GIVEN EXERCISE: Write out all the material exactly. Leave nothing out.

RECORD SET:
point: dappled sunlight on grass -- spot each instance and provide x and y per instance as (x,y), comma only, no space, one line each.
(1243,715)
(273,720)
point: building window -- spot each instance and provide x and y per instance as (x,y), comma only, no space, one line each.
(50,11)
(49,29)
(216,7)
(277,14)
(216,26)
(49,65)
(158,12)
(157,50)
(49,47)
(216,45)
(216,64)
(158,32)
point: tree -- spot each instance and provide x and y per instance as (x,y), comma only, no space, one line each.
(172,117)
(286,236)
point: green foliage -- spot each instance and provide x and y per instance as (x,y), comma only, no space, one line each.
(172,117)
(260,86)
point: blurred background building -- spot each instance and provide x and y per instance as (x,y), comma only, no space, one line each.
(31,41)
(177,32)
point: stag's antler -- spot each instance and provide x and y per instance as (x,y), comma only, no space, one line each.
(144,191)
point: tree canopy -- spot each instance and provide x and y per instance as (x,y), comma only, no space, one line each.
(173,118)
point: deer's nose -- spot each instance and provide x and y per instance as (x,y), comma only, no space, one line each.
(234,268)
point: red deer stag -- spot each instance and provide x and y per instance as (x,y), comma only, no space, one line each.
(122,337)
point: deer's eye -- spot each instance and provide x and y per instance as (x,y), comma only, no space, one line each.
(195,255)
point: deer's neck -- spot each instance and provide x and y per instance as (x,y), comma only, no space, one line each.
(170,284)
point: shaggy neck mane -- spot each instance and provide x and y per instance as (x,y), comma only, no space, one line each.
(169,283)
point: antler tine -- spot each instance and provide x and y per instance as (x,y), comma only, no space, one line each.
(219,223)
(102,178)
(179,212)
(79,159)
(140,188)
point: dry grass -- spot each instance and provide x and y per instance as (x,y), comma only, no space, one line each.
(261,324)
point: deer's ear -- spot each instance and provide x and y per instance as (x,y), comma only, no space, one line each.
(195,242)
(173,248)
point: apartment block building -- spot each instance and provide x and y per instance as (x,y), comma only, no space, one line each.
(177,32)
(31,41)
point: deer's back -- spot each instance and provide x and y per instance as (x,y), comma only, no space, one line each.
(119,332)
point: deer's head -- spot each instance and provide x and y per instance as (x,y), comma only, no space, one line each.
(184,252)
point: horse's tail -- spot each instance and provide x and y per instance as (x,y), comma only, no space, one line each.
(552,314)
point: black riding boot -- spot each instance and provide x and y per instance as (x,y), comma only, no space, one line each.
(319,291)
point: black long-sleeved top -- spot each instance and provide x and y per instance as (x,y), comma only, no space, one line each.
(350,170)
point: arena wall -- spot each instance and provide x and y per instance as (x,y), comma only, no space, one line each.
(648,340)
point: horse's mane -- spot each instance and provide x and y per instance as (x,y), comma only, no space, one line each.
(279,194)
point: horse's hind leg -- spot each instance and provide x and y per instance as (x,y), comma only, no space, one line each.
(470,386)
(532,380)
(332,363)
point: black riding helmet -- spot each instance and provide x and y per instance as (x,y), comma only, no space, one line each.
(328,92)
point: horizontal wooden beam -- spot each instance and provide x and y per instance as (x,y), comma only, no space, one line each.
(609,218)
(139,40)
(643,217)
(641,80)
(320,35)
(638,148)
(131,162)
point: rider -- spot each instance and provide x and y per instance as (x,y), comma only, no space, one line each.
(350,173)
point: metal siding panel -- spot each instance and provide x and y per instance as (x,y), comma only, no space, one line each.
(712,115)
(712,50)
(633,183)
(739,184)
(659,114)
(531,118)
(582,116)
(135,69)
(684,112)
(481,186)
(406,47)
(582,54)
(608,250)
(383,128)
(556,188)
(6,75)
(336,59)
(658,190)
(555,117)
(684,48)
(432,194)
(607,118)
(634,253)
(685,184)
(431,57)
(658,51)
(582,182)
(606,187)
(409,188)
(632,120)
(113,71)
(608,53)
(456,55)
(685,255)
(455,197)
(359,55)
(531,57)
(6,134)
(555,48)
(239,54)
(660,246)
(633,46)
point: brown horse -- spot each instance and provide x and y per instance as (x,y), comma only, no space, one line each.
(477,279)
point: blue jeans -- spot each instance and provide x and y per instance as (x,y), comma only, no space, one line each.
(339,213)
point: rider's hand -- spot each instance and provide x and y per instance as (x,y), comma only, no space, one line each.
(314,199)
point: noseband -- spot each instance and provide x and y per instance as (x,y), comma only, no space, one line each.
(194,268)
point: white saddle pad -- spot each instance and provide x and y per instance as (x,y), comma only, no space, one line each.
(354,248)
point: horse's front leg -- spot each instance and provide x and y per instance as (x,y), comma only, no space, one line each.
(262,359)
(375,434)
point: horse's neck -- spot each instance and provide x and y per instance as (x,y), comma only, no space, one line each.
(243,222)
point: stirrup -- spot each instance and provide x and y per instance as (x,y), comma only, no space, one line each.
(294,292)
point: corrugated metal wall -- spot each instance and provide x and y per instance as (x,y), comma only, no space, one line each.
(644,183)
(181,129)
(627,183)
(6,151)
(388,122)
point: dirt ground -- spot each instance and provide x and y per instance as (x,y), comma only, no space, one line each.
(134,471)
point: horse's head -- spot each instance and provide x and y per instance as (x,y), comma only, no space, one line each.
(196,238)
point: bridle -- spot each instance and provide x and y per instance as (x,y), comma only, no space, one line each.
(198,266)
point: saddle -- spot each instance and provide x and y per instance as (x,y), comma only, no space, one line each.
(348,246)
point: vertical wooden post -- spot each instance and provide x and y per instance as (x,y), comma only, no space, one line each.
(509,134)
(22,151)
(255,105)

FULL SOLUTION:
point: dappled sunlight on grass -- spot each instance and provide x and y per instance as (x,y), comma only, no space, one line each.
(1243,715)
(273,720)
point: building window -- spot each instance and provide x and y per instance as (x,y), comma only, no space, one line each.
(50,11)
(49,29)
(216,7)
(277,14)
(216,26)
(49,65)
(158,12)
(157,50)
(49,47)
(216,45)
(216,64)
(158,32)
point: tree -- spot each instance and provide x and y per instance as (x,y), comma only, no space, one line each.
(172,117)
(286,236)
point: green foliage -- spot each instance and provide x and y per instance as (x,y), comma only, no space, one line each.
(172,117)
(260,86)
point: blurred background building -- spot each instance and provide x and y per instance as (x,y), comma only, no space, one line each.
(31,41)
(177,32)
point: stag's antler -- spot each instance and provide x and y per instance as (x,y), comma only, no space, one line each.
(144,191)
point: tree canopy -- spot each instance and provide x and y per instance as (x,y), comma only, no space, one line each.
(173,118)
point: deer's nose -- spot each instance and provide x and y per instance as (x,y), comma only, no space, one line each.
(234,268)
point: red deer stag -- spot each instance and provide x and y per instance as (x,y), comma only, no space, one line each.
(122,337)
point: deer's eye -- spot each instance and provide x and y per instance as (x,y), comma only, no space, one line each.
(195,255)
point: deer's neck -- spot each instance and provide x and y per instance as (x,y), comma only, no space, one line each.
(170,284)
point: shaggy neck mane -- spot each instance and provide x and y per instance as (x,y), comma only, no space, one line each.
(169,283)
point: antler tine -- spot each instance and provide x and y per instance as (x,y), comma only, no space, one line each.
(219,223)
(102,178)
(179,212)
(79,159)
(140,188)
point: dry grass -- spot each instance and provide x and y per instance as (x,y), comma only, no space, one line each.
(261,324)
point: deer's ear -- spot each instance and provide x and y per instance as (x,y), comma only, no space, one line each.
(195,242)
(173,248)
point: apartment block building -- spot each instance and provide x and y per instance as (x,y), comma only, no space, one line each.
(177,32)
(31,41)
point: deer's back -- spot each instance and provide x and y per instance as (x,y), comma only, no space, one line each.
(119,332)
point: deer's head -- spot each instance and provide x and y per instance as (x,y), comma only, no space, one line each.
(184,252)
point: horse's tail -- spot each instance and provide x and y per instance as (x,y), comma only, no space, one line each.
(552,314)
point: black riding boot -- spot each instance and provide x and y per instance as (x,y), comma only, no space, one line each.
(319,291)
point: black long-sleeved top -- spot each instance and provide x and y per instance as (x,y), comma only, no space, one line each.
(350,170)
point: arena wall -- spot each instance and provide x and y per instance as (x,y), comma only, no space, one line each.
(648,340)
point: horse's mane -- spot each instance and provide x and y per instance as (x,y), comma only, no space, one line each.
(279,194)
point: horse's hind leg -- spot each instance and provide x and y per instance as (x,y), comma only, no space, one line each.
(470,386)
(532,380)
(332,363)
point: black riding helmet -- spot each instance and provide x and y per instance as (x,y), comma only, no space, one line each.
(328,92)
point: horizontal wooden beam -- spot each instance and provide x and y per instance as (x,y), comma only, no space, one line each.
(609,218)
(139,40)
(643,217)
(641,80)
(320,35)
(638,148)
(131,162)
point: rider -- spot each instance and provide x and y per instance as (x,y), comma only, no space, one line each.
(350,173)
point: metal siding panel -- spot each instance and provide x and y per instance as (x,y), comma only, no space, one line each.
(712,115)
(712,50)
(633,183)
(739,184)
(659,114)
(531,118)
(582,116)
(135,69)
(684,112)
(481,186)
(406,47)
(582,54)
(608,250)
(383,128)
(556,188)
(6,75)
(336,59)
(658,190)
(555,117)
(684,48)
(432,194)
(607,118)
(634,253)
(685,184)
(431,57)
(658,51)
(582,182)
(606,187)
(409,188)
(632,120)
(113,71)
(608,53)
(456,55)
(685,255)
(455,197)
(359,55)
(531,57)
(6,134)
(555,48)
(239,54)
(660,246)
(633,46)
point: brown horse -- spot each instance and provide x and y per instance as (x,y), comma only, no space, one line each.
(477,279)
point: blue jeans -- spot each instance and provide x and y per instance as (x,y), comma only, no space, one line each.
(339,213)
point: rider's hand -- spot each instance and provide x and y per instance as (x,y), comma only, no space, one line each.
(314,199)
point: noseband -- spot each instance and provide x and y per instance as (x,y), comma only, no space, one line each.
(194,268)
point: white saddle pad -- spot each instance and provide x and y per instance as (x,y), comma only, no space, one line each.
(354,248)
point: horse's front leg -- spot each instance and provide x and y per instance as (x,y), comma only, no space, one line each.
(262,359)
(375,434)
point: horse's neck -- spot each instance and provide x and y per instance as (x,y), comma only, no space, one line each.
(243,222)
point: stirrup -- spot each instance and provide x and y per instance as (x,y), comma only, no space, one line each.
(294,292)
point: corrugated metal wall -- spot each instance and provide x and y per instance as (x,y), comma only, no space, one line each.
(644,183)
(181,129)
(627,183)
(6,151)
(388,122)
point: dirt ground -- spot each instance and provide x and y per instance as (x,y), comma only, no space, one line each.
(134,471)
point: horse's head -- spot each instance and provide x and y per instance as (x,y), comma only, no space, one line each.
(196,238)
point: bridle -- spot each instance and provide x and y per instance as (x,y), comma only, no space, one line each.
(198,266)
point: saddle -- spot each instance and provide x and y per instance as (x,y), comma only, no space, one line each.
(348,246)
point: vertical wooden post -- spot each instance and provide x and y per instance as (x,y), comma only, no space, one line each.
(509,134)
(22,151)
(255,105)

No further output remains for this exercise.